THE EXERCISE – Rewrite the records from their start through the line holding "[(1291, 786)]", inclusive, keeping the requests. Multiply each point coordinate in the answers by 1.1 and round to whole numbers, halves up, but leave the numbers in the requests and their format samples unchanged, and omit the pictures.

** Start ENTRIES PROVIDED **

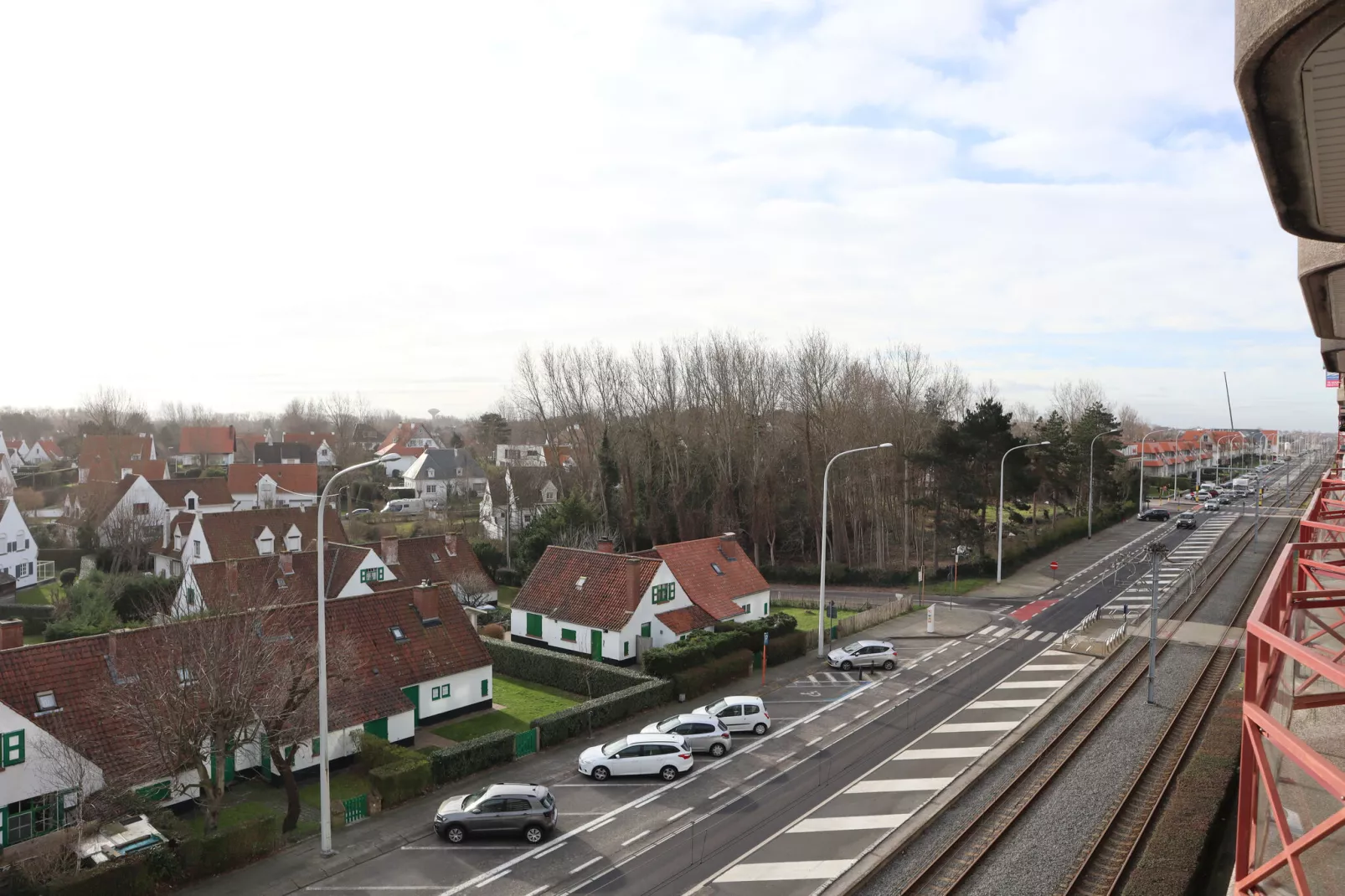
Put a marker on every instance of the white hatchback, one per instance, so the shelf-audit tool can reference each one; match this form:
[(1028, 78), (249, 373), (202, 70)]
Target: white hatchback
[(663, 755), (739, 713)]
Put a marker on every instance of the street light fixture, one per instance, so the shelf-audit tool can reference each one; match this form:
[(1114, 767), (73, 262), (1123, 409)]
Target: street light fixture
[(822, 584), (1000, 517), (324, 794), (1091, 444)]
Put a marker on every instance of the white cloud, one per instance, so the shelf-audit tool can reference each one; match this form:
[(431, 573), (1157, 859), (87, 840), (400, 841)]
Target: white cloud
[(315, 197)]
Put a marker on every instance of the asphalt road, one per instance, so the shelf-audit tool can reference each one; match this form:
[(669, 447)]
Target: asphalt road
[(830, 729)]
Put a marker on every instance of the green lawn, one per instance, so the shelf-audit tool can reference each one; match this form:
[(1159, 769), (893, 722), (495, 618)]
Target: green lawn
[(809, 618), (522, 701)]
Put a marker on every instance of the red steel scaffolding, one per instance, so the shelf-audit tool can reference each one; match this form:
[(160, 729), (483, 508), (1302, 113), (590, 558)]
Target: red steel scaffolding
[(1291, 786)]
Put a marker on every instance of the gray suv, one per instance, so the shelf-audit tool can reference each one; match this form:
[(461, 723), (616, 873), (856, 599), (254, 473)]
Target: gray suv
[(498, 809)]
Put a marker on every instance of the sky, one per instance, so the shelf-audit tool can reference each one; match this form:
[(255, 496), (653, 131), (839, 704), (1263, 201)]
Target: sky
[(237, 205)]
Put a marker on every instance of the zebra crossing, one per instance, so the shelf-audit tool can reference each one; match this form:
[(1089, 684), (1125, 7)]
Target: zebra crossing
[(1188, 552)]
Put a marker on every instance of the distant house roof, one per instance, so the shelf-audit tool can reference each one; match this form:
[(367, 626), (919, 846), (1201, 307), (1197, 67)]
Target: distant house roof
[(206, 440), (433, 559), (444, 463), (713, 572), (275, 452), (610, 592), (233, 536), (295, 478), (210, 490), (686, 619)]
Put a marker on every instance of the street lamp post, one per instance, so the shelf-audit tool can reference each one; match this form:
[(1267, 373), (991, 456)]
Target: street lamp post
[(324, 794), (822, 584), (1000, 517), (1142, 502), (1091, 444)]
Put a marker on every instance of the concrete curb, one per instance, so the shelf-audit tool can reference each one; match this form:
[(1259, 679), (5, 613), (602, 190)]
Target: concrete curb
[(876, 858)]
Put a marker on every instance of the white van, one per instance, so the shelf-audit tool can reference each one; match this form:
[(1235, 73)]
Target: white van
[(405, 506)]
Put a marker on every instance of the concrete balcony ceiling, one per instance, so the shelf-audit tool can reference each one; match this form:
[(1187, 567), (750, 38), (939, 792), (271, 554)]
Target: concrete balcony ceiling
[(1321, 276), (1290, 77)]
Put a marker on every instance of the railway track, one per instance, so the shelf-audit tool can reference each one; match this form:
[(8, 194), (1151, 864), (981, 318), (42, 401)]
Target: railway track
[(1102, 865)]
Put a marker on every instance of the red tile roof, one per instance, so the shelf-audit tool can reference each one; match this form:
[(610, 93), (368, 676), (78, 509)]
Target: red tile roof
[(690, 563), (80, 670), (686, 619), (433, 559), (297, 478), (233, 536), (206, 440), (210, 492), (606, 599)]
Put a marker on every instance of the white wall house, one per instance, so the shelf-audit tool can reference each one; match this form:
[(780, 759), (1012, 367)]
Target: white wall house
[(18, 550)]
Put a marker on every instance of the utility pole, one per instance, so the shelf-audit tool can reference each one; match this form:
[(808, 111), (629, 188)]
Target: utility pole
[(1157, 552)]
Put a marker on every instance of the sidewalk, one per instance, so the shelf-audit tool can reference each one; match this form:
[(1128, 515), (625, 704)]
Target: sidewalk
[(1036, 579), (301, 865)]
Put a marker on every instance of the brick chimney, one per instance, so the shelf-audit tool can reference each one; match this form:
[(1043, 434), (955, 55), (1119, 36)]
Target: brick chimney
[(11, 634), (425, 598), (632, 580)]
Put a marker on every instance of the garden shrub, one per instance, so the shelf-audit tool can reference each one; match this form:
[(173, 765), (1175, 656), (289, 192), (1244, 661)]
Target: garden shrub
[(566, 672), (706, 677), (601, 711), (401, 780), (461, 760)]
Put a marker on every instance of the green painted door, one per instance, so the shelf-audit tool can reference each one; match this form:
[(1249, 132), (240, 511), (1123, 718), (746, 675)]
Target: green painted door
[(413, 694)]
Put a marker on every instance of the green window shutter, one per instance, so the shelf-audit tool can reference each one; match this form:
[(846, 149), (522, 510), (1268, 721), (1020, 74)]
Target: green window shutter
[(11, 749)]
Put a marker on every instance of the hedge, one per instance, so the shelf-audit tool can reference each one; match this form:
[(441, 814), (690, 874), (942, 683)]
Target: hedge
[(126, 878), (401, 780), (35, 616), (601, 711), (461, 760), (693, 682), (569, 673), (696, 650)]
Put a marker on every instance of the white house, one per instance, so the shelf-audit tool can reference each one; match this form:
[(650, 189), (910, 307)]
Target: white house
[(611, 607), (18, 552)]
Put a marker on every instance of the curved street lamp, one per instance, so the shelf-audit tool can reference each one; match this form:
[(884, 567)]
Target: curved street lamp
[(1091, 444), (1000, 517), (324, 794), (822, 585)]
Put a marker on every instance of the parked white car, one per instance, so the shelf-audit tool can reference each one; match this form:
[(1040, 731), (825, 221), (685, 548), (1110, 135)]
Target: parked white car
[(863, 654), (739, 713), (663, 755), (703, 734)]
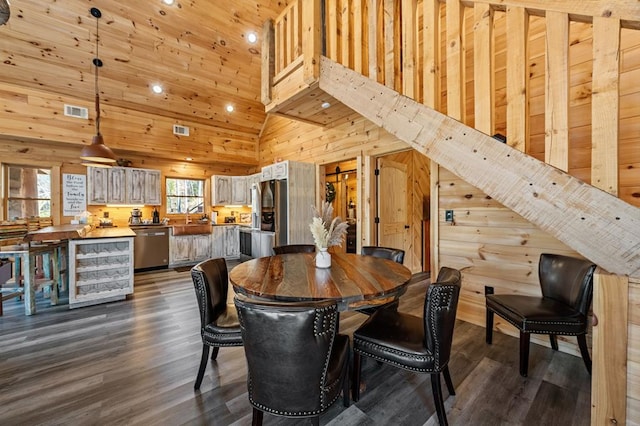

** End ENTRIES PROVIDED **

FINAL RESULT –
Put a marker on every instance of the white hatchback, one per instance, so the shelf-audit tool can reference each one; match this form:
[(1028, 78), (249, 373), (202, 70)]
Target: white hatchback
[(729, 831), (813, 784)]
Put a marker on every instance of the street light fixture, one per instance, so the shelf-audit tool can reference each one; match this form:
[(1114, 767), (73, 262), (1123, 409)]
Target: street light fixture
[(904, 642), (1100, 569), (356, 873), (1200, 488)]
Put a marker on every instance of the white cloud, one per instance, so the shelf-audit tool can reference each one; match this form:
[(431, 573), (1157, 859), (87, 840), (400, 841)]
Target: white cloud
[(347, 217)]
Put a marker on every instance of the asphalt road, one per instance, so the shelf-audit tool can reference each one; match this form:
[(669, 447)]
Target: asphalt road
[(913, 802)]
Put a marker on every instance of the green lawn, one per instance, so the shelf-audit tool can reference each one; match this form:
[(1159, 769), (893, 722), (495, 618)]
Target: green lawn
[(890, 680), (574, 771)]
Put a marker on every instance of the red steel scaffolding, one per instance, so the shelf-audit tool can reference each one; match this form:
[(160, 729), (483, 508), (1302, 113), (590, 558)]
Target: red steel scaffolding
[(1420, 865)]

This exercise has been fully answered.